▶ _Supplied text_:
════════

Background: The Gastrointestinal (GI) tract is critical to AIDS pathogenesis as it is the primary site for viral transmission and a major site of viral replication and CD4(+) T cell destruction. Consequently GI disease, a major complication of HIV/SIV infection can facilitate translocation of lumenal bacterial products causing localized/systemic immune activation leading to AIDS progression.
Methodology/principal findings: To better understand the molecular mechanisms underlying GI disease we analyzed global gene expression profiles sequentially in the intestine of the same animals prior to and at 21 and 90d post SIV infection (PI). More importantly we maximized information gathering by examining distinct mucosal components (intraepithelial lymphocytes, lamina propria leukocytes [LPL], epithelium and fibrovascular stroma) separately. The use of sequential intestinal resections combined with focused examination of distinct mucosal compartments represents novel approaches not previously attempted. Here we report data pertaining to the LPL. A significant increase (±1.7-fold) in immune defense/inflammation, cell adhesion/migration, cell signaling, transcription and cell division/differentiation genes were observed at 21 and 90d PI. Genes associated with the JAK-STAT pathway (IL21, IL12R, STAT5A, IL10, SOCS1) and T-cell activation (NFATc1, CDK6, Gelsolin, Moesin) were notably upregulated at 21d PI. Markedly downregulated genes at 21d PI included IL17D/IL27 and IL28B/IFNγ3 (anti-HIV/viral), activation induced cytidine deaminase (B-cell function) and approximately 57 genes regulating oxidative phosphorylation, a critical metabolic shift associated with T-cell activation. The 90d transcriptome revealed further augmentation of inflammation (CXCL11, chitinase-1, JNK3), immune activation (CD38, semaphorin7A, CD109), B-cell dysfunction (CD70), intestinal microbial translocation (Lipopolysaccharide binding protein) and mitochondrial antiviral signaling (NLRX1) genes. Reduced expression of CD28, CD4, CD86, CD93, NFATc1 (T-cells), TLR8, IL8, CCL18, DECTIN1 (macrophages), HLA-DOA and GPR183 (B-cells) at 90d PI suggests further deterioration of overall immune function.
Conclusions/significance: The reported transcriptional signatures provide significant new details on the molecular pathology of HIV/SIV induced GI disease and provide new opportunity for future investigation.

════════

▶ _Excerpts from a dataset_:
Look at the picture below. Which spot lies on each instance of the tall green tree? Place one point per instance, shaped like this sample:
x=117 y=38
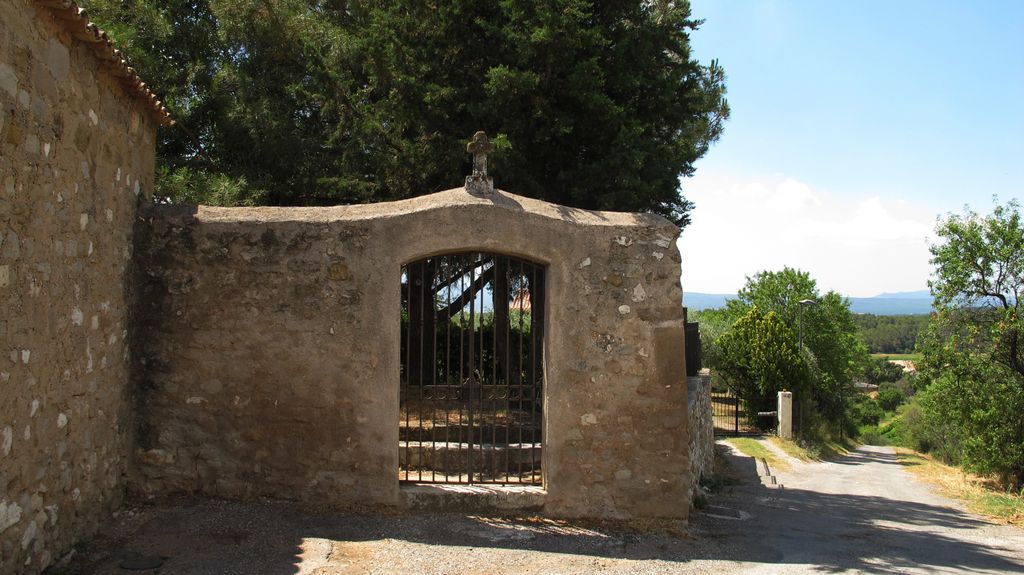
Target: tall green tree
x=974 y=361
x=592 y=104
x=758 y=357
x=833 y=349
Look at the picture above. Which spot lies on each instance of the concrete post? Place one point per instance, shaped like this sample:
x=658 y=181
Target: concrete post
x=785 y=414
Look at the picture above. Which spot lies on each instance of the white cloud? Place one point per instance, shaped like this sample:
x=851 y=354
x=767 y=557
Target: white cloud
x=856 y=246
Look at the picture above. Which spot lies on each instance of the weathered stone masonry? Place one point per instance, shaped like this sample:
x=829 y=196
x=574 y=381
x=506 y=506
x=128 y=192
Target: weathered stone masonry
x=76 y=156
x=244 y=352
x=272 y=349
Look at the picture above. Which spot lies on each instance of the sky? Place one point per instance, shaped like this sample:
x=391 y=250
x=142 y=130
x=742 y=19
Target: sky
x=854 y=126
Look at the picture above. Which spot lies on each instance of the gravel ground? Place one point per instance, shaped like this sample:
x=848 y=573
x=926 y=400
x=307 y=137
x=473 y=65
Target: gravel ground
x=858 y=514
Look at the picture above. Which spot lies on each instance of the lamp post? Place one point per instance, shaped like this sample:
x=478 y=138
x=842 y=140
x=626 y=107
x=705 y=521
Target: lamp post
x=800 y=410
x=803 y=304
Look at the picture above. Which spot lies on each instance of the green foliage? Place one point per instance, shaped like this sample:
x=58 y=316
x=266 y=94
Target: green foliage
x=833 y=351
x=592 y=104
x=890 y=398
x=759 y=357
x=974 y=365
x=871 y=436
x=879 y=370
x=891 y=334
x=864 y=411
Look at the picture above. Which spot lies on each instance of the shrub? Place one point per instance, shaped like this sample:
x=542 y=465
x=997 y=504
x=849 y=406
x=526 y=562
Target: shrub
x=871 y=436
x=890 y=397
x=864 y=411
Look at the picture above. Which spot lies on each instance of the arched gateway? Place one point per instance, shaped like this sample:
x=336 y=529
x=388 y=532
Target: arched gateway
x=275 y=358
x=472 y=369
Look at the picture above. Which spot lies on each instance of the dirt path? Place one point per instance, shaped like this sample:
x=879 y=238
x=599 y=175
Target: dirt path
x=858 y=514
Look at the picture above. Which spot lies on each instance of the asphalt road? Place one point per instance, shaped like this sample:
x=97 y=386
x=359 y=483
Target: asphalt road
x=862 y=513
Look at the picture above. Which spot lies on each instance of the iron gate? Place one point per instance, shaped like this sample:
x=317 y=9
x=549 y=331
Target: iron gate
x=730 y=414
x=471 y=399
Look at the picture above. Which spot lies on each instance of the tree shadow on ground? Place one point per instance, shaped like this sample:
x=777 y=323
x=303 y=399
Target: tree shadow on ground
x=829 y=533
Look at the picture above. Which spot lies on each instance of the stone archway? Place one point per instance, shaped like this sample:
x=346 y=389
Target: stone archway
x=471 y=369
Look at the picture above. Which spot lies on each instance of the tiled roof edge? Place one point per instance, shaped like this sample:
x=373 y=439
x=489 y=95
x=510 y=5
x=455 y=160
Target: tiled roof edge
x=75 y=20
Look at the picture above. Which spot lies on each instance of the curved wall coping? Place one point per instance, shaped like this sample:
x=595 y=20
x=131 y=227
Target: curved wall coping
x=456 y=197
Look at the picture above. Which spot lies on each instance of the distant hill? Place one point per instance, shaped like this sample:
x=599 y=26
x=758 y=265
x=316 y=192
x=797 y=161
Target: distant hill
x=900 y=303
x=919 y=295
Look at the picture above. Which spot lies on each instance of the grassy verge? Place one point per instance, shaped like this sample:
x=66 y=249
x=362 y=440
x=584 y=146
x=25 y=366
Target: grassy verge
x=977 y=493
x=814 y=452
x=910 y=356
x=754 y=448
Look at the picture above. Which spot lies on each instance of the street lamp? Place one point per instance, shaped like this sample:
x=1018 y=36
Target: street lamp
x=803 y=304
x=800 y=409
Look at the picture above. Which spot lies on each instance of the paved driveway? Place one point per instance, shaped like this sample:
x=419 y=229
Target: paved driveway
x=858 y=514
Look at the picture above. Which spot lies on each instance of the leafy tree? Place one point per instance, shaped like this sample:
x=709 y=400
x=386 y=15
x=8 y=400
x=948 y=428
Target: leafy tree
x=829 y=336
x=974 y=366
x=759 y=357
x=593 y=104
x=879 y=370
x=890 y=398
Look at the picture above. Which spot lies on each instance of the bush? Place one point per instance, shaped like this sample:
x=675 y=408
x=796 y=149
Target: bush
x=870 y=435
x=864 y=411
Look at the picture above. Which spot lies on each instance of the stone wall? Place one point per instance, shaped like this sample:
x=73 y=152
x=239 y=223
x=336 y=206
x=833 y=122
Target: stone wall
x=701 y=427
x=271 y=349
x=76 y=155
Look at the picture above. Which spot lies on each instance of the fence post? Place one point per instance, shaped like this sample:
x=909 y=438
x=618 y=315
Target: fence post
x=785 y=414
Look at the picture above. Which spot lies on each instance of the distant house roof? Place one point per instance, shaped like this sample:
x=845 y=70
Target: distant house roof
x=76 y=21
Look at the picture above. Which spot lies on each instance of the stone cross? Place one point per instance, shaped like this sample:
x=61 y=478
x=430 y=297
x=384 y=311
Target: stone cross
x=479 y=146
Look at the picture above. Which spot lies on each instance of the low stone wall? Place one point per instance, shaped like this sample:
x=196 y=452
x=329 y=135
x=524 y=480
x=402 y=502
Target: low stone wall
x=272 y=340
x=76 y=157
x=701 y=427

════════

▶ _Exercise requirements_:
1. Name the distinct mucosal components that the SIV abstract says were examined separately.
2. Print the part of the SIV abstract that begins with the words "Conclusions/significance: The reported" and stops after the words "for future investigation.".
These entries have nothing to do with the abstract.

▶ _List of solutions_:
1. Intraepithelial lymphocytes, lamina propria leukocytes (LPL), epithelium, and fibrovascular stroma.

2.
Conclusions/significance: The reported transcriptional signatures provide significant new details on the molecular pathology of HIV/SIV induced GI disease and provide new opportunity for future investigation.